▶ [Source extract]
_ _ _ _ _
Work from home has become the new normal since the outbreak of the pandemic.
Worldwide, firms experience an increasing number of employees working remotely, leading companies to measure their offices' carbon footprint and work from home's environmental impact. With more and more global companies like Spotify, Salesforce, Goldman Sachs and Twitter announcing that their employees could choose to be fully remote forever, we might ask how companies can calculate the carbon footprint of work from home?
What is the environmental impact of work from home?
The environmental impact of work from home is more nuanced than it seems. Numerous studies have acclaimed work from home for its environmental benefits while cutting companies' overall carbon footprint: decreasing carbon emissions resulting from commuting to reducing notable office waste. In fact, one study found that 98% of an employee carbon footprint comes from commuting. Unfortunately, because of the rigidity of conventional working hours, commuters are often stuck in traffic jams accounting for millions of tons of wasted greenhouse gases.
_ _ _ _ _
▶ [Source material]

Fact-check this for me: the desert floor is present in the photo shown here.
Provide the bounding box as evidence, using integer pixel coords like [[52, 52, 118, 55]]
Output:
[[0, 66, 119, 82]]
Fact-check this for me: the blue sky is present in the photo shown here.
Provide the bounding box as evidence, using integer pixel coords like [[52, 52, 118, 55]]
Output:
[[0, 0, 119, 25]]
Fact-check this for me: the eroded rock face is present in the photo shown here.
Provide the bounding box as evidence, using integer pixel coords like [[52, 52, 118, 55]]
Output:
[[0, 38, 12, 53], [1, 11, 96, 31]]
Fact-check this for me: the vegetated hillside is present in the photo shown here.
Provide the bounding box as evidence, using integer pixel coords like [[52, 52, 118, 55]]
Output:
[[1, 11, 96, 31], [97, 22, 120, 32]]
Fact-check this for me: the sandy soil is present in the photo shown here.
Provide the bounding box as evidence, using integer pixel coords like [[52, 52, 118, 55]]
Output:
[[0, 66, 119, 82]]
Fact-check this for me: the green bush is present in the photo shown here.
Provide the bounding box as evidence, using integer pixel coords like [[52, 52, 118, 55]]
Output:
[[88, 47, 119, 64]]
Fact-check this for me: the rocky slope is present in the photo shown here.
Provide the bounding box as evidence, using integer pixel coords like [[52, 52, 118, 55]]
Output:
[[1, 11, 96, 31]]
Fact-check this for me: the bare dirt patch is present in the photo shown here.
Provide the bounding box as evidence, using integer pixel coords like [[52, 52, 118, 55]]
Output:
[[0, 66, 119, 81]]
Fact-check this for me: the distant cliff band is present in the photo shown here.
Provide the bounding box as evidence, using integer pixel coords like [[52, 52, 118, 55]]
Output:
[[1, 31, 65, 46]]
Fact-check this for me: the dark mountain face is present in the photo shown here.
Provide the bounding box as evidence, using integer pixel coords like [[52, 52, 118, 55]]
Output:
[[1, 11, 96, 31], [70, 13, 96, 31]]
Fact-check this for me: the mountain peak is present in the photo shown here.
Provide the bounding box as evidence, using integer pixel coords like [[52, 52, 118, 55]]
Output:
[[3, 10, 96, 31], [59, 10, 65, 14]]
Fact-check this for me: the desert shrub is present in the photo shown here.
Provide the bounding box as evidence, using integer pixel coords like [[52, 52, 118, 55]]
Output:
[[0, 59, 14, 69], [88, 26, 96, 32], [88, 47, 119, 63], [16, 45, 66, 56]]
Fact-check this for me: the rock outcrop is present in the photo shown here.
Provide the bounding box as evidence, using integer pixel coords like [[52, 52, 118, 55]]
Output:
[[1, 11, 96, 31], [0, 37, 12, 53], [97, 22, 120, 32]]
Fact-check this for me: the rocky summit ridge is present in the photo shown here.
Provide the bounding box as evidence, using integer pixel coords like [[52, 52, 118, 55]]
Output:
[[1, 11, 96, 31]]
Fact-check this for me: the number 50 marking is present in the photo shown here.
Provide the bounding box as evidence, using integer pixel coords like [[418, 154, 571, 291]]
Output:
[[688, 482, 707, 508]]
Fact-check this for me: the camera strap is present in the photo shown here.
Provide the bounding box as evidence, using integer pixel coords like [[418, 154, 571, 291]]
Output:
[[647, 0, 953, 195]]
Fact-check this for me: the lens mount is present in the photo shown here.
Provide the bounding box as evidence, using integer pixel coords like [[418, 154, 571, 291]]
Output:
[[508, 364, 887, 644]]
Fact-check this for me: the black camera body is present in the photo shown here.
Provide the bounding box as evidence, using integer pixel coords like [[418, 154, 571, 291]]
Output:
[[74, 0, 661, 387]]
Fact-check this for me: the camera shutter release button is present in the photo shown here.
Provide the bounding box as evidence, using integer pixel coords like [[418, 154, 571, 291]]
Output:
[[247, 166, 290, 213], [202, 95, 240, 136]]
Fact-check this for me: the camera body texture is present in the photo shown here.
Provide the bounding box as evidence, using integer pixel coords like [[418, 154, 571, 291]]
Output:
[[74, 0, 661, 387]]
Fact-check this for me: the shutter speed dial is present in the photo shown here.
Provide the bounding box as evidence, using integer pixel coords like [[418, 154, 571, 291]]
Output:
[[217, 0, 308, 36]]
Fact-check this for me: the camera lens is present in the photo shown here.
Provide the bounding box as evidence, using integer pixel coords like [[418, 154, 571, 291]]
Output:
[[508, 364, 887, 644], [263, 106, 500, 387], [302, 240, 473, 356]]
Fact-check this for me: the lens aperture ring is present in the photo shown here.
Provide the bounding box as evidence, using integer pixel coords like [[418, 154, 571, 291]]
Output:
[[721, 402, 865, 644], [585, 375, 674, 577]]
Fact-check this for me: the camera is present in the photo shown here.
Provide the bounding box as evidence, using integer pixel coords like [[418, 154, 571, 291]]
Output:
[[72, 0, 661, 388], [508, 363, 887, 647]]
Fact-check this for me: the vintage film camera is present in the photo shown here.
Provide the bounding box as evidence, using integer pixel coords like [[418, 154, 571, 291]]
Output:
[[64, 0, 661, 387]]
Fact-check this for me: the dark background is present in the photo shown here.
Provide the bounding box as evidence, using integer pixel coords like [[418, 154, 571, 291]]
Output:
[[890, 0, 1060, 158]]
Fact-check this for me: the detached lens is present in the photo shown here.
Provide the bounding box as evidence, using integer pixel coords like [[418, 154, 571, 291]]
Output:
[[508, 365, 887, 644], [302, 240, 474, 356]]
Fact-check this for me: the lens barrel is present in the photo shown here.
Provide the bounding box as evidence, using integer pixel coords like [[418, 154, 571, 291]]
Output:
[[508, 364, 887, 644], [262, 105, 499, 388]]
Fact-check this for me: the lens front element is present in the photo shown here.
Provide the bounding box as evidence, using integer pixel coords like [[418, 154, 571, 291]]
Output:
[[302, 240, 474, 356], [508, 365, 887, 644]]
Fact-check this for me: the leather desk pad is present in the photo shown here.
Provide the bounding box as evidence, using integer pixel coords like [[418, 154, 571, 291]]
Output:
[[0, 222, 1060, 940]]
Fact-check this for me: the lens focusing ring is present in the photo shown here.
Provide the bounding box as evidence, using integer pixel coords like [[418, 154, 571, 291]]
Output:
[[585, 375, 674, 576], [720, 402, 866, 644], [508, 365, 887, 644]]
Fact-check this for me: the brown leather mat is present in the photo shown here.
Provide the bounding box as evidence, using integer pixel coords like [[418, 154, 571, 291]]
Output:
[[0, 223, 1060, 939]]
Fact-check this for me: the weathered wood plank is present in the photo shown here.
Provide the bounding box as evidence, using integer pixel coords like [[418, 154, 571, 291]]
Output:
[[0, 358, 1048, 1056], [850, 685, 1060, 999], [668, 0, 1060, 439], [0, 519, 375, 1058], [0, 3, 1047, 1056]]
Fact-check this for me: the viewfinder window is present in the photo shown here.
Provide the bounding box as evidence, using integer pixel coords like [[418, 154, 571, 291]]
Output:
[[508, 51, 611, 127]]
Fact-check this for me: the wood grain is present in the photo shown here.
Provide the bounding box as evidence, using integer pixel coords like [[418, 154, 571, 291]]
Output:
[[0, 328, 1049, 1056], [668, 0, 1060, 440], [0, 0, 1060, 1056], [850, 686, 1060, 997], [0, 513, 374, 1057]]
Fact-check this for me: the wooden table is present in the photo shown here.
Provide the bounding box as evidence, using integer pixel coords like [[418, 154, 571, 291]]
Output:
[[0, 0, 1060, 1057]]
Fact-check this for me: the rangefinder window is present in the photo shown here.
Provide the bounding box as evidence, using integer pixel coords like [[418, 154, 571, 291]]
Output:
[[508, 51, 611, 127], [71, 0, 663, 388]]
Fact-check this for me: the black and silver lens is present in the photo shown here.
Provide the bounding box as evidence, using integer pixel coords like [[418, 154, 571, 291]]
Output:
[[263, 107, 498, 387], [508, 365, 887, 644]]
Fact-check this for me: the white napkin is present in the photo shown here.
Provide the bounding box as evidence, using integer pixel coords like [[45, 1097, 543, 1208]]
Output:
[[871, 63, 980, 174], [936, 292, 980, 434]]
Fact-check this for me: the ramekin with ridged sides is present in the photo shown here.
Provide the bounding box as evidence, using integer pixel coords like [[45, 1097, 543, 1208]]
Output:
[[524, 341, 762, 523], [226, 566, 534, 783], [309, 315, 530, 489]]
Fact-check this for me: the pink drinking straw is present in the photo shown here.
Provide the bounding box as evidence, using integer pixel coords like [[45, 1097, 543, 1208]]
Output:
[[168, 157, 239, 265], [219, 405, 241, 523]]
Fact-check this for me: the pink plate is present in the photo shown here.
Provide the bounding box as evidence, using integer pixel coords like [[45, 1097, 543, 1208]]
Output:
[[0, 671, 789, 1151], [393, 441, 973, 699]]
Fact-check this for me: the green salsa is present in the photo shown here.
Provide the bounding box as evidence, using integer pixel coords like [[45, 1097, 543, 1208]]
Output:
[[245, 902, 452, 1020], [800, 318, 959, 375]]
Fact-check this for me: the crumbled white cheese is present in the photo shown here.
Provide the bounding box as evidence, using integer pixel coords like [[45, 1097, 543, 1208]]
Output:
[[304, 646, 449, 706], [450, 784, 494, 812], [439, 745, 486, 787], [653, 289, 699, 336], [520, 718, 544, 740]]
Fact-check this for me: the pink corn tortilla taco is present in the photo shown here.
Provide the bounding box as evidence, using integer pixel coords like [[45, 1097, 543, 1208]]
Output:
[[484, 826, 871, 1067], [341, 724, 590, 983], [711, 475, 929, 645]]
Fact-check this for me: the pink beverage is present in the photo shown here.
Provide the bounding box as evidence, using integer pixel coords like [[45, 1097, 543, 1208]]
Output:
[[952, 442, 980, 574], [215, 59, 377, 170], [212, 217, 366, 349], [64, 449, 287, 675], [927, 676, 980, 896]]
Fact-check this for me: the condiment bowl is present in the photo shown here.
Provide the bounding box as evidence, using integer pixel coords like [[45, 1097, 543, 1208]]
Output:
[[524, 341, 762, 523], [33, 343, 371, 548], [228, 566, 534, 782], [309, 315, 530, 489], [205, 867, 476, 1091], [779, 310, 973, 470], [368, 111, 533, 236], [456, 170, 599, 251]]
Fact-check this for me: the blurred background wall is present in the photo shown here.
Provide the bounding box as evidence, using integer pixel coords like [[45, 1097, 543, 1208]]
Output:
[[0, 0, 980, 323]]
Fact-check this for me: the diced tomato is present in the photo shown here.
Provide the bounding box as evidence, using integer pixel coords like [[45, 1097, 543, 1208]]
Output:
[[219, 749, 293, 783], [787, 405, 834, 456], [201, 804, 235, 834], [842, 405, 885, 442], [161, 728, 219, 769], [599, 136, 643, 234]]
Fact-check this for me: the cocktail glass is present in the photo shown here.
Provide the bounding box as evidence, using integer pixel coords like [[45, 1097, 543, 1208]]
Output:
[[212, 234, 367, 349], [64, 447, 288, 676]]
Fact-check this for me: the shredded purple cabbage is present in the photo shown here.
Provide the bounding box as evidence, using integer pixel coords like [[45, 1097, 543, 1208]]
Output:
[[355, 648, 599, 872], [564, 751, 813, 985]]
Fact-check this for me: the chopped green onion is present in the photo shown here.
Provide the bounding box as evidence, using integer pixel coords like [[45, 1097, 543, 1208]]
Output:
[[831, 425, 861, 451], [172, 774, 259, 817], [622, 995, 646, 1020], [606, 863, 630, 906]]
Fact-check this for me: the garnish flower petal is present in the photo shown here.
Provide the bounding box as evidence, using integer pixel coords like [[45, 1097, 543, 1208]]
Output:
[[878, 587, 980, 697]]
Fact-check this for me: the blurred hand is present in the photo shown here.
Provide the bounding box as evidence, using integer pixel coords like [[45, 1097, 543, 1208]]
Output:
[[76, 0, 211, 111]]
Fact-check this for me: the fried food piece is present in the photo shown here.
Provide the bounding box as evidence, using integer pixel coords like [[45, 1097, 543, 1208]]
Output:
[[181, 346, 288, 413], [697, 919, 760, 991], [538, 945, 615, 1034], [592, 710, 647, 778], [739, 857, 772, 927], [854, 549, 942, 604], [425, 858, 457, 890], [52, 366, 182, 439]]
_ _ _ _ _
▶ [Required actions]
**A.** Retype the work-from-home passage from "Work from home has" to "impact of work from home?".
**B.** According to the work-from-home passage, why are commuters often stuck in traffic jams?
**C.** In the work-from-home passage, what share of an employee's carbon footprint did one study find comes from commuting?
The records have no connection to the work-from-home passage.

▶ [Expected responses]
**A.**
Work from home has become the new normal since the outbreak of the pandemic.
Worldwide, firms experience an increasing number of employees working remotely, leading companies to measure their offices' carbon footprint and work from home's environmental impact. With more and more global companies like Spotify, Salesforce, Goldman Sachs and Twitter announcing that their employees could choose to be fully remote forever, we might ask how companies can calculate the carbon footprint of work from home?
What is the environmental impact of work from home?

**B.** Commuters are often stuck in traffic jams because conventional working hours are rigid. These jams account for millions of tons of wasted greenhouse gases.

**C.** 98%